DATA PROVIDED:

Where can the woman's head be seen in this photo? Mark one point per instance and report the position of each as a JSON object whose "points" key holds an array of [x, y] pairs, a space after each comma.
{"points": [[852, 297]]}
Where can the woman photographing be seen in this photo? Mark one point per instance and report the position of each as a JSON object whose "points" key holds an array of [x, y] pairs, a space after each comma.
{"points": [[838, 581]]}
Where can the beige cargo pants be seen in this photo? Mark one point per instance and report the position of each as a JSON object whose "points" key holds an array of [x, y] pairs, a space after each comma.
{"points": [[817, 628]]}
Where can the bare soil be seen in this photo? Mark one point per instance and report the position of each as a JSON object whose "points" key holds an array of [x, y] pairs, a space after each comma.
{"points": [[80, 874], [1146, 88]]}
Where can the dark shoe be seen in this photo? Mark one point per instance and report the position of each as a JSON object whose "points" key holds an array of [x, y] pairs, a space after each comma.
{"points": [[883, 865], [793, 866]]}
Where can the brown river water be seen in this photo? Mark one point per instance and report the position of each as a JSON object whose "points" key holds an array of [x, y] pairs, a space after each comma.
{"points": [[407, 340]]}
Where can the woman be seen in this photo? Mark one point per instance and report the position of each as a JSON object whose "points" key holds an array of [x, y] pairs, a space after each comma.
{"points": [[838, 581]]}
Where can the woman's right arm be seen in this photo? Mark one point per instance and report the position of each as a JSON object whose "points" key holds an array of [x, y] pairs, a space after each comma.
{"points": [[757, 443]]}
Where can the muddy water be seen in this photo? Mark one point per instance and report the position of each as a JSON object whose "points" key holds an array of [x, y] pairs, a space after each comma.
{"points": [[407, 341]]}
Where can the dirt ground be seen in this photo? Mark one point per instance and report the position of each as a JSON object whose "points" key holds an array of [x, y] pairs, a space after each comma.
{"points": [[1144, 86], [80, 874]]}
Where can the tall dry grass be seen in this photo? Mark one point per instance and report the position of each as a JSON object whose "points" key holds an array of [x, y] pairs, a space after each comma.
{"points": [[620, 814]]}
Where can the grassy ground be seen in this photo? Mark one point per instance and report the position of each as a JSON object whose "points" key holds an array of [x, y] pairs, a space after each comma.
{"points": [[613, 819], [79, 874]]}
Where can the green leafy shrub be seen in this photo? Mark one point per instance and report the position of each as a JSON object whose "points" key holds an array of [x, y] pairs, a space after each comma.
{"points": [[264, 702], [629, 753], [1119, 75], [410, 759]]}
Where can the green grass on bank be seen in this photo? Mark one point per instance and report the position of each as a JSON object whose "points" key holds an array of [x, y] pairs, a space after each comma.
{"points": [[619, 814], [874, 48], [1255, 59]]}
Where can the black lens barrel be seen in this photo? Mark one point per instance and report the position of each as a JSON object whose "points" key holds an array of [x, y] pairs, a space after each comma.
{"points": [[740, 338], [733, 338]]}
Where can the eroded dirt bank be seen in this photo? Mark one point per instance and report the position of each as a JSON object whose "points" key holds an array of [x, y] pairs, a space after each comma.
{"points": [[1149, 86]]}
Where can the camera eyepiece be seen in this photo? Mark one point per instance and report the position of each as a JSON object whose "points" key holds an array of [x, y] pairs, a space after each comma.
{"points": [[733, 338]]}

TASK DIRECTIONS: Output the lines above verbatim and in full.

WRITTEN REPLY:
Where can the woman's head be seen in this photo? Mark one point per instance and report the position of each as a JSON object whose "points" key holds an array of [x, y] pairs, a space after each comma.
{"points": [[852, 297]]}
Where can the woman photographing be seen in this photo? Mark one point per instance and report the position of each as a JSON object whose "points" key holds an array of [x, y] pairs, a space after each comma.
{"points": [[838, 581]]}
Where can the beige cargo pants be seen in this photo? Mark one point per instance and report the position of each as a JSON object whose "points" key holds an array of [x, y] pairs, a space after each comma.
{"points": [[817, 628]]}
Where can the bare soil be seen in this photo? Mark one point per instance and report the position of each as a JSON object whose "points" key holds an array of [x, y] pairs, a space after each comma.
{"points": [[80, 874], [1146, 88]]}
Where can the dark shoe be seen in this photo? Mark one point per instance and report the position of each as a JSON object whose "points" key holds an array of [x, y] pairs, a space after each comma.
{"points": [[883, 865], [793, 866]]}
Where can the brown river water be seen in this photo? Mark one point per instance and report the position of each as a JSON object whose "points" key holds an array of [x, y] pairs, a space after each comma.
{"points": [[407, 340]]}
Where can the woman be seen in this photo? Mark one point per instance and report the position of each as a JSON object whose "points" key holds an array of [x, y] pairs, a space after each comma.
{"points": [[838, 581]]}
Where can the woman's right arm be seen in this photo? Mark one point per instance and report the position of each as a JSON object whose "points" key holds an array of [x, y] pairs, a space after each comma.
{"points": [[757, 443]]}
Where can the muddy water be seen in this photo? Mark one point per instance and report the position of each as a JSON object whose "points" key holds an array of [x, y] pairs, a space after each comma.
{"points": [[407, 341]]}
Where can the dirt ground be seen in this photo? Mark one point per instance and report the position of each as a JSON object whose "points" key holds an array of [x, y] pairs, a space after each comma.
{"points": [[1144, 86], [80, 874]]}
Where can the tall dry grass be seen in this photo? Mark one point per instance and report the position of each as a JSON object whose "points" key holds an array of [x, y] pairs, a space after each comma.
{"points": [[620, 814]]}
Where can the grassy ground be seen in this photo? Mark one point per instance and report the position of each as a JSON object whose "points" key holds an array of [x, y] pairs, a space after each comma.
{"points": [[613, 819], [79, 874]]}
Where can the green leafy shrub be seen in this photo? Mark one point per instance and report the position of each as a JSON object whose "points" key holds an array of [x, y] pairs, a space after each comma.
{"points": [[264, 702], [629, 753], [1119, 75], [410, 759]]}
Where can the green grass on bank be seen in this photo? Mark one point per instance and report the position of each as a JSON object whose "points" key holds an array of [x, y] pairs, a space after each comma.
{"points": [[619, 814], [874, 48], [1255, 59]]}
Where can the black lens barrel be seen in this photo? Mark one point per instance and report the position of each as a JSON object whose "points" key holds an array of [x, y] pairs, a space after each comma.
{"points": [[740, 338], [733, 338]]}
Where can the eroded dirt bank be seen in this photo? Mark one point per instance and report the position of each as a JSON object whose "points" key holds an array of [x, y] pairs, a space after each comma.
{"points": [[1149, 86]]}
Where can the camera eyepiece be seen in this photo? Mark one point per instance and report the position of each as a JSON object whose "points" key holds an array of [x, y] pairs, a space after each comma.
{"points": [[733, 338]]}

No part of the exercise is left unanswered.